▶ _Exercise_:
Transcribe only the lines in the data below falling between the line with "315L161 312L156 311L150" and the line with "box: [55, 65, 76, 106]", including those two lines, and leave out any picture.

Stored data
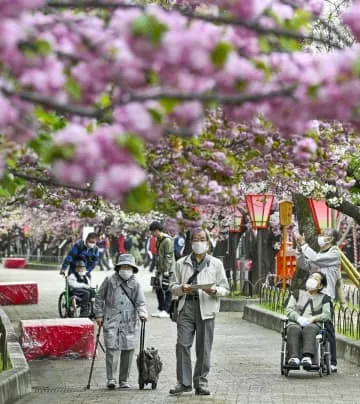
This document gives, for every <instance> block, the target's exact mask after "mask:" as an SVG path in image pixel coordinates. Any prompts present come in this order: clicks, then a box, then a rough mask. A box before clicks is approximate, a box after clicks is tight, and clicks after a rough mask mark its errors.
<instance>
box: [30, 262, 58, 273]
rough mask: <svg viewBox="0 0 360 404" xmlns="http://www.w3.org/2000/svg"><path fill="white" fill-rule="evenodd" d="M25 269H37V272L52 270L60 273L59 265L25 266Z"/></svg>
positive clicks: (42, 264)
mask: <svg viewBox="0 0 360 404" xmlns="http://www.w3.org/2000/svg"><path fill="white" fill-rule="evenodd" d="M25 269H37V270H39V269H40V270H52V271H59V272H60V264H59V265H50V264H26V268H25Z"/></svg>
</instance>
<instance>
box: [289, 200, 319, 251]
mask: <svg viewBox="0 0 360 404" xmlns="http://www.w3.org/2000/svg"><path fill="white" fill-rule="evenodd" d="M293 202H294V213H295V216H296V219H297V221H298V225H299V233H300V234H304V236H305V239H306V242H307V243H308V244H309V245H310V247H311V248H313V249H315V250H318V247H319V246H318V243H317V231H316V227H315V224H314V220H313V218H312V215H311V210H310V207H309V203H308V198H306V197H305V196H303V195H301V194H293Z"/></svg>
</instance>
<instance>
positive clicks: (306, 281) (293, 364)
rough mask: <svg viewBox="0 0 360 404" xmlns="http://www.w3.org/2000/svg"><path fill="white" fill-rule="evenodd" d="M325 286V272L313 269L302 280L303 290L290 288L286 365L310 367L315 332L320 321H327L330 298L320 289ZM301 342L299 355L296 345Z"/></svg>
mask: <svg viewBox="0 0 360 404" xmlns="http://www.w3.org/2000/svg"><path fill="white" fill-rule="evenodd" d="M326 286H327V281H326V276H325V275H324V274H323V273H321V272H314V273H313V274H311V275H310V276H309V278H308V279H307V281H306V291H305V290H301V289H299V290H298V291H295V292H293V293H292V294H291V295H290V297H289V301H288V303H287V305H286V315H287V317H288V320H289V325H288V329H287V341H288V355H289V361H288V366H293V367H295V368H297V367H298V366H299V365H300V357H302V359H301V364H302V366H303V369H305V370H310V369H311V366H312V361H313V359H314V356H315V349H316V348H315V347H316V335H317V334H318V332H319V330H320V328H321V323H322V322H324V323H326V322H330V321H331V298H330V297H329V296H327V295H326V294H324V293H321V290H322V289H323V288H325V287H326ZM301 346H302V355H301V352H300V348H301Z"/></svg>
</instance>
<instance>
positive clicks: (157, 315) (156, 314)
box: [151, 310, 162, 317]
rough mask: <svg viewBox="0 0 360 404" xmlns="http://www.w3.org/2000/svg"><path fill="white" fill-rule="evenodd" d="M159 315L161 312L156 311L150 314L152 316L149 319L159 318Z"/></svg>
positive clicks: (159, 316)
mask: <svg viewBox="0 0 360 404" xmlns="http://www.w3.org/2000/svg"><path fill="white" fill-rule="evenodd" d="M161 313H162V311H160V310H156V312H155V313H152V314H151V317H161Z"/></svg>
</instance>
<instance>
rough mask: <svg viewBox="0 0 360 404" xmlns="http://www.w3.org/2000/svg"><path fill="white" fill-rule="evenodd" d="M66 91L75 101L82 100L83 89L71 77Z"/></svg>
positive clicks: (68, 81)
mask: <svg viewBox="0 0 360 404" xmlns="http://www.w3.org/2000/svg"><path fill="white" fill-rule="evenodd" d="M66 89H67V91H68V92H69V94H70V95H71V96H72V98H73V99H74V100H75V101H79V100H80V98H81V87H80V85H79V84H78V83H77V82H76V81H75V80H74V79H73V78H72V77H71V76H69V77H68V79H67V81H66Z"/></svg>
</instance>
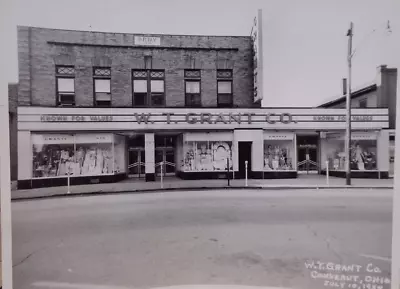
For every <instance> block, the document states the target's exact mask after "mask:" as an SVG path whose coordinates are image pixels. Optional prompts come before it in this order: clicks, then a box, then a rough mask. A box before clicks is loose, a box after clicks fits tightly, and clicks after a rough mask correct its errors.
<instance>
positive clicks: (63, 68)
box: [55, 65, 76, 106]
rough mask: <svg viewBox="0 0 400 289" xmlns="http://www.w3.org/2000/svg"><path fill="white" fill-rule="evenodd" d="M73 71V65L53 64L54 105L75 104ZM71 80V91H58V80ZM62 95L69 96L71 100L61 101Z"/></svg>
mask: <svg viewBox="0 0 400 289" xmlns="http://www.w3.org/2000/svg"><path fill="white" fill-rule="evenodd" d="M75 73H76V69H75V66H74V65H56V66H55V77H56V105H57V106H75V102H76V99H75V96H76V92H75ZM62 79H65V80H71V79H72V80H73V83H74V90H73V91H59V89H60V87H59V80H62ZM62 96H70V97H72V100H70V101H62V99H61V97H62Z"/></svg>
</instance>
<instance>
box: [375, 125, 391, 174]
mask: <svg viewBox="0 0 400 289" xmlns="http://www.w3.org/2000/svg"><path fill="white" fill-rule="evenodd" d="M376 152H377V153H376V158H377V160H376V161H377V170H378V171H379V172H380V173H379V177H380V178H383V179H387V178H388V177H389V160H390V156H389V132H388V131H387V130H381V131H380V132H379V133H378V139H377V149H376Z"/></svg>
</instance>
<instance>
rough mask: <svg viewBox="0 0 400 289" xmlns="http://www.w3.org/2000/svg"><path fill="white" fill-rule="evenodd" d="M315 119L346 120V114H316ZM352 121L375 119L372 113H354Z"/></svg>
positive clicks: (369, 120) (340, 120)
mask: <svg viewBox="0 0 400 289" xmlns="http://www.w3.org/2000/svg"><path fill="white" fill-rule="evenodd" d="M313 119H314V121H346V116H345V115H315V116H314V117H313ZM351 121H373V116H372V115H352V116H351Z"/></svg>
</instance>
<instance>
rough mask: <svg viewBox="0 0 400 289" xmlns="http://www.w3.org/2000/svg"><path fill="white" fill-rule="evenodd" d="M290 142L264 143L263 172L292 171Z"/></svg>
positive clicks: (275, 142) (290, 141) (268, 142)
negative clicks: (266, 171)
mask: <svg viewBox="0 0 400 289" xmlns="http://www.w3.org/2000/svg"><path fill="white" fill-rule="evenodd" d="M292 147H293V142H292V141H265V142H264V170H266V171H280V170H284V171H287V170H293V161H292V160H293V156H292V151H293V150H292Z"/></svg>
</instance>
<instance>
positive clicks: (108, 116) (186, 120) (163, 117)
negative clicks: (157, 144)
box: [40, 112, 297, 124]
mask: <svg viewBox="0 0 400 289" xmlns="http://www.w3.org/2000/svg"><path fill="white" fill-rule="evenodd" d="M40 121H41V122H136V123H138V124H152V123H156V122H157V123H160V122H162V123H165V124H174V123H175V124H177V123H182V122H185V123H188V124H197V123H201V124H218V123H224V124H231V123H238V124H241V123H248V124H251V123H254V122H266V123H269V124H274V123H286V124H289V123H297V121H296V120H295V119H294V117H293V116H292V115H291V114H290V113H267V114H264V115H263V114H257V113H228V114H226V113H216V114H213V113H184V114H179V113H171V112H169V113H162V114H152V113H134V114H132V115H54V114H52V115H41V116H40Z"/></svg>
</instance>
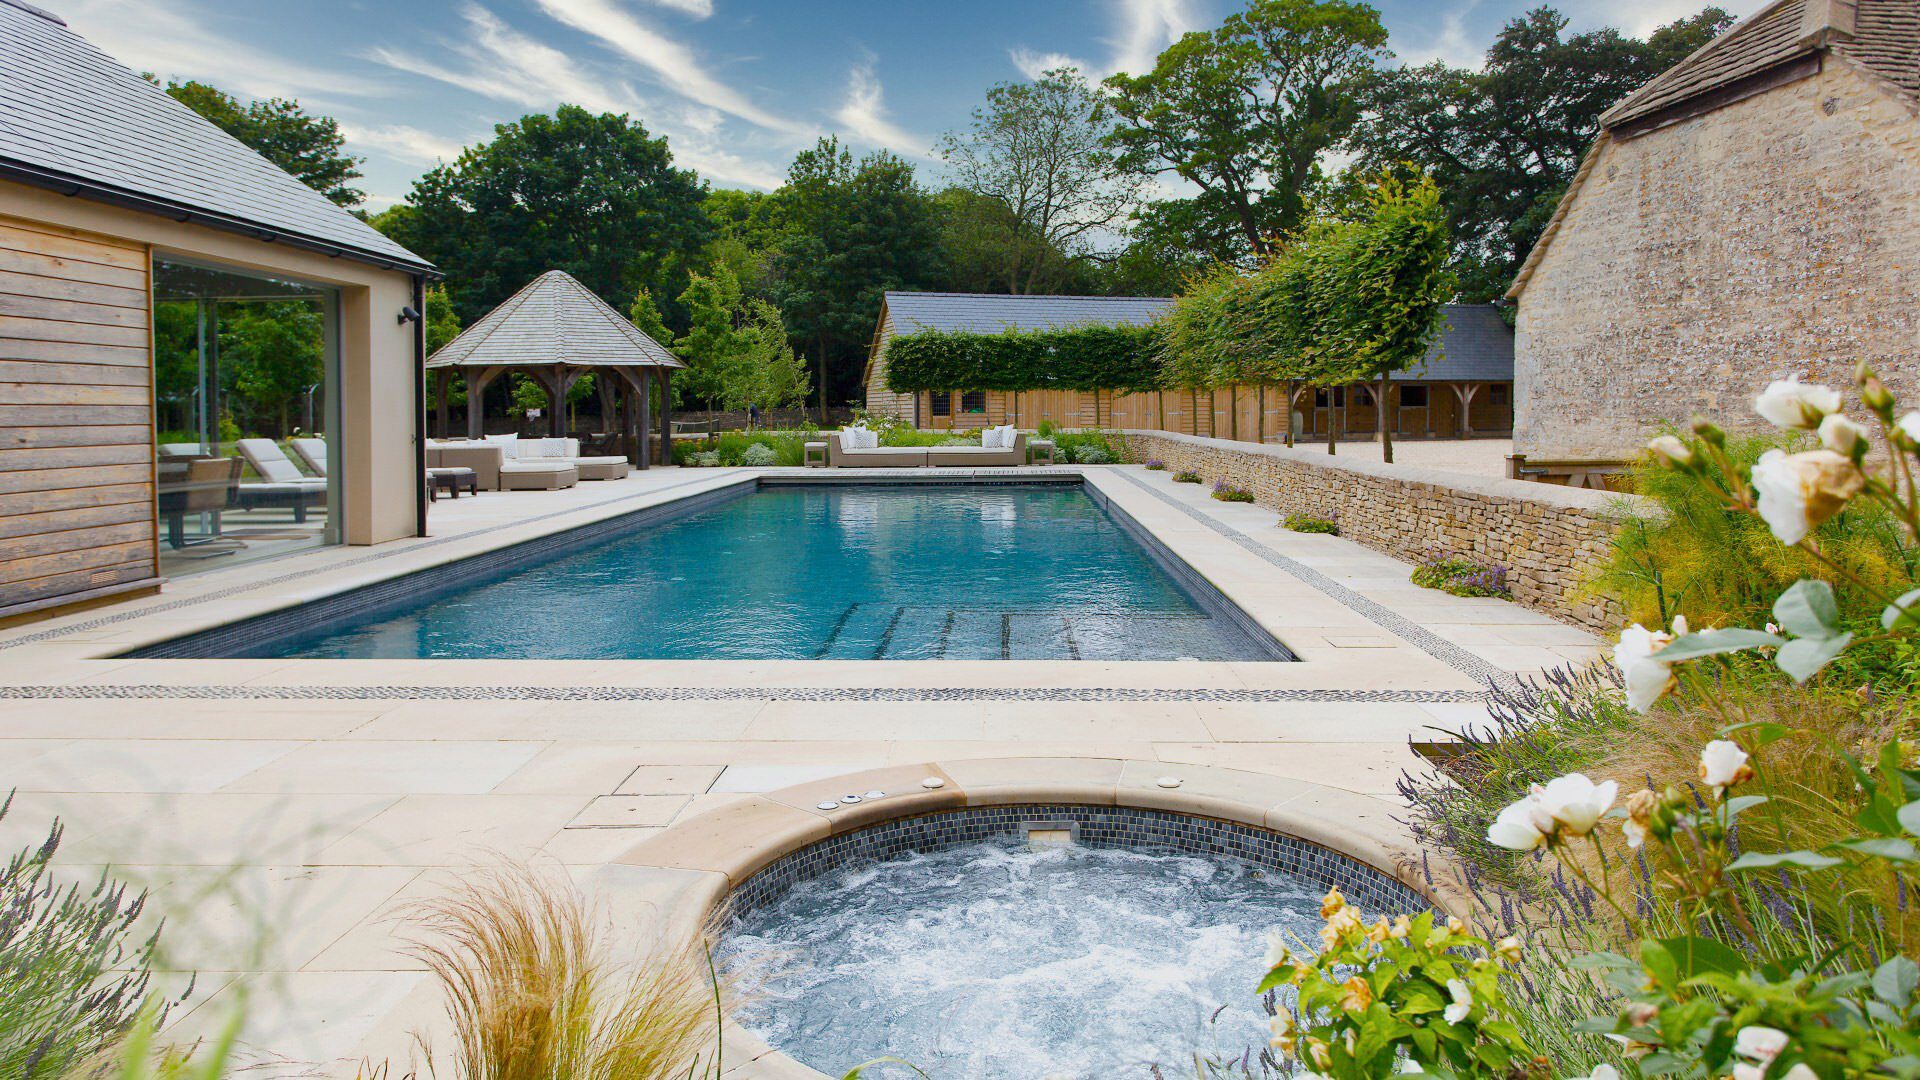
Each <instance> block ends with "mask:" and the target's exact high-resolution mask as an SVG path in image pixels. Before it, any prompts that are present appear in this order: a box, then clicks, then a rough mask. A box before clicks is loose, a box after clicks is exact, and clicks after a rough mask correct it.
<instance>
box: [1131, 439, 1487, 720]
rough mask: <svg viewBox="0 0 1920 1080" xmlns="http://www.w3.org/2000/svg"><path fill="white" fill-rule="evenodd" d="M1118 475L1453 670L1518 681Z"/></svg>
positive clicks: (1254, 543)
mask: <svg viewBox="0 0 1920 1080" xmlns="http://www.w3.org/2000/svg"><path fill="white" fill-rule="evenodd" d="M1116 475H1117V477H1123V479H1125V480H1127V482H1129V484H1133V486H1137V488H1140V490H1142V492H1146V494H1150V496H1154V498H1156V500H1160V502H1164V503H1167V505H1171V507H1173V509H1179V511H1181V513H1185V515H1187V517H1190V519H1194V521H1198V523H1202V525H1206V527H1208V528H1212V530H1213V532H1219V534H1221V536H1225V538H1227V540H1233V542H1235V544H1238V546H1240V548H1244V550H1248V552H1252V553H1254V555H1258V557H1261V559H1265V561H1267V563H1271V565H1275V567H1279V569H1283V571H1286V573H1290V575H1294V577H1296V578H1300V580H1302V582H1306V584H1309V586H1313V590H1317V592H1321V594H1323V596H1327V598H1331V600H1334V601H1338V603H1340V605H1342V607H1346V609H1350V611H1356V613H1359V615H1363V617H1365V619H1367V621H1371V623H1375V625H1377V626H1380V628H1382V630H1388V632H1390V634H1394V636H1396V638H1400V640H1404V642H1407V644H1411V646H1413V648H1417V650H1421V651H1423V653H1427V655H1430V657H1434V659H1438V661H1440V663H1444V665H1448V667H1452V669H1453V671H1459V673H1465V675H1471V676H1473V678H1476V680H1480V682H1486V684H1492V686H1519V680H1517V678H1515V676H1513V675H1511V673H1507V671H1501V669H1500V667H1496V665H1492V663H1488V661H1484V659H1480V657H1476V655H1473V653H1471V651H1467V650H1463V648H1459V646H1455V644H1453V642H1450V640H1446V638H1442V636H1440V634H1434V632H1432V630H1428V628H1427V626H1421V625H1419V623H1415V621H1411V619H1407V617H1405V615H1400V613H1398V611H1394V609H1390V607H1386V605H1384V603H1379V601H1373V600H1367V598H1365V596H1361V594H1357V592H1354V590H1352V588H1346V586H1344V584H1340V582H1336V580H1332V578H1331V577H1327V575H1323V573H1319V571H1315V569H1313V567H1309V565H1306V563H1302V561H1298V559H1288V557H1286V555H1283V553H1279V552H1275V550H1273V548H1267V546H1265V544H1261V542H1258V540H1254V538H1252V536H1248V534H1246V532H1240V530H1238V528H1235V527H1231V525H1227V523H1225V521H1219V519H1217V517H1213V515H1210V513H1202V511H1198V509H1194V507H1190V505H1187V503H1185V502H1181V500H1177V498H1173V496H1171V494H1167V492H1162V490H1160V488H1156V486H1152V484H1148V482H1146V480H1142V479H1139V477H1135V475H1131V473H1125V471H1116Z"/></svg>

▶ _Solution_:
rough mask: <svg viewBox="0 0 360 404" xmlns="http://www.w3.org/2000/svg"><path fill="white" fill-rule="evenodd" d="M159 315L161 312L156 311L150 314L152 316L149 319L159 318Z"/></svg>
positive clicks: (159, 316)
mask: <svg viewBox="0 0 360 404" xmlns="http://www.w3.org/2000/svg"><path fill="white" fill-rule="evenodd" d="M161 313H162V311H160V310H156V312H155V313H152V314H151V317H161Z"/></svg>
</instance>
<instance>
rough mask: <svg viewBox="0 0 360 404" xmlns="http://www.w3.org/2000/svg"><path fill="white" fill-rule="evenodd" d="M66 91L75 101L82 100L83 89L71 77Z"/></svg>
positive clicks: (68, 81)
mask: <svg viewBox="0 0 360 404" xmlns="http://www.w3.org/2000/svg"><path fill="white" fill-rule="evenodd" d="M66 89H67V91H68V92H69V94H70V95H71V96H72V98H73V99H74V100H75V101H79V100H80V98H81V87H80V85H79V84H78V83H77V82H76V81H75V80H74V79H73V78H72V77H71V76H69V77H68V79H67V81H66Z"/></svg>
</instance>
For every <instance> block, the document states the target's exact mask after "mask:" as an SVG path whose coordinates are image pixels. Optional prompts come before it in this order: clicks, then a box, then a rough mask. A box before clicks is loose, a box after clicks fits tightly, and clicks after a rough mask correct its errors.
<instance>
positive clicks: (63, 68)
box: [55, 65, 76, 106]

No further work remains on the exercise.